They also worked with Collective Medical, which brings in real-time data feeds so that they could send alerts to care managers. In addition, they teamed with Verato for patient and client matching across all these sectors.
The community health record has a combination of elements, including client demographics and claims information. “We have added some real-time alerts, including inpatient and ED touches, knowing when somebody has entered the hospital, and when they have been released, and the same on the jail side, knowing when someone has been booked, knowing that they're still in jail and then more importantly, knowing when they've been released, which is one of their most vulnerable times,” Iannuzzi said. “Those are sent in real time to the care manager. They know where their panel of patients is in their crisis.”
The care team members are integrated a couple of ways — through messaging one another securely or through share documents, or they can communicate in a shared care plan. “That shared care plan, while not asking for a lot of duplicate information is really engaging in the client’s shared care, so that they're really only telling their story once,” Iannuzzi said. “We are also leaning in when there are moments of crisis where we can give tips on how to best approach a client when they're in crisis.”

* Supplied records:
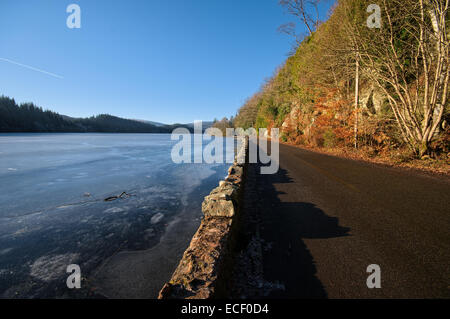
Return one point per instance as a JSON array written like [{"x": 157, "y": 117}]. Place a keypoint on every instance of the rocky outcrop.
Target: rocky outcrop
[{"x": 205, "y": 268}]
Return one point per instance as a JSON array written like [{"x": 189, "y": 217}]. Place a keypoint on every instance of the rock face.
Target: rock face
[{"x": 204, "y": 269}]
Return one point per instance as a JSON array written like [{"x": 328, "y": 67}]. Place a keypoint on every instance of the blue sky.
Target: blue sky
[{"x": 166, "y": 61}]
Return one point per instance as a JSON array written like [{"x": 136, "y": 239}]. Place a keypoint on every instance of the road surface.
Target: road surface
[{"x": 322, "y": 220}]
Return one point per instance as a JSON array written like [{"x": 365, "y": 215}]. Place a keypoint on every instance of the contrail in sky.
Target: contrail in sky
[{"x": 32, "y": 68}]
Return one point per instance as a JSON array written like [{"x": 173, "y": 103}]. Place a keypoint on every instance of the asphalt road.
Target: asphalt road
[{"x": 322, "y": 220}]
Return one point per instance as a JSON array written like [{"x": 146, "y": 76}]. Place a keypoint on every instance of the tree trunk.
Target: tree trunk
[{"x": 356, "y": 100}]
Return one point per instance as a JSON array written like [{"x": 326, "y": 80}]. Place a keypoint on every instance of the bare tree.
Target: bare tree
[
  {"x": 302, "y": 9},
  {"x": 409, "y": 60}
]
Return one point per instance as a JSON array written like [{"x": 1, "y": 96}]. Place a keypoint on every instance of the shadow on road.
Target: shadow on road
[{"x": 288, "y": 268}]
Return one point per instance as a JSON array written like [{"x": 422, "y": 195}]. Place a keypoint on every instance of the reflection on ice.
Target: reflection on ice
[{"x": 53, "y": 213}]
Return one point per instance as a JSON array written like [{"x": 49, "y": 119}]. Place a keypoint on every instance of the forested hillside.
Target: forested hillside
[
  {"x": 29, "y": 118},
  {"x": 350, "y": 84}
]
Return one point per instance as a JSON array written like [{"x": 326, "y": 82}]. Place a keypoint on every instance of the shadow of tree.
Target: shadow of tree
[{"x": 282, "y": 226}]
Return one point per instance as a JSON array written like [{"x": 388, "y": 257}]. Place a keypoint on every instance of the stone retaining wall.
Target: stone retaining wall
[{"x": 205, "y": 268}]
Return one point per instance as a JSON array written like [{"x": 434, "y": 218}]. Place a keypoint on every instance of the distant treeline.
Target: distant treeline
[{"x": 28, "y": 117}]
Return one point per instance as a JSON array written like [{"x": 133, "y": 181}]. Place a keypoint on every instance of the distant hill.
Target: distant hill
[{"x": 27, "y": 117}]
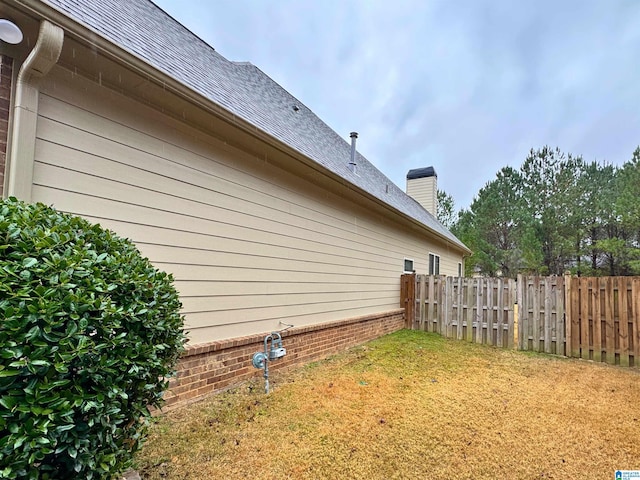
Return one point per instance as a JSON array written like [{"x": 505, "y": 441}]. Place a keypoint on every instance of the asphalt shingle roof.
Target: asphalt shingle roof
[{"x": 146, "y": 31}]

* Exercise requirements:
#1 In the text on the community health record, which company did they team with for patient and client matching?
#2 Please repeat a section of the text on the community health record word for word: begin at the words "They also worked" and stop after "all these sectors.".

* Task solutions:
#1 Verato

#2
They also worked with Collective Medical, which brings in real-time data feeds so that they could send alerts to care managers. In addition, they teamed with Verato for patient and client matching across all these sectors.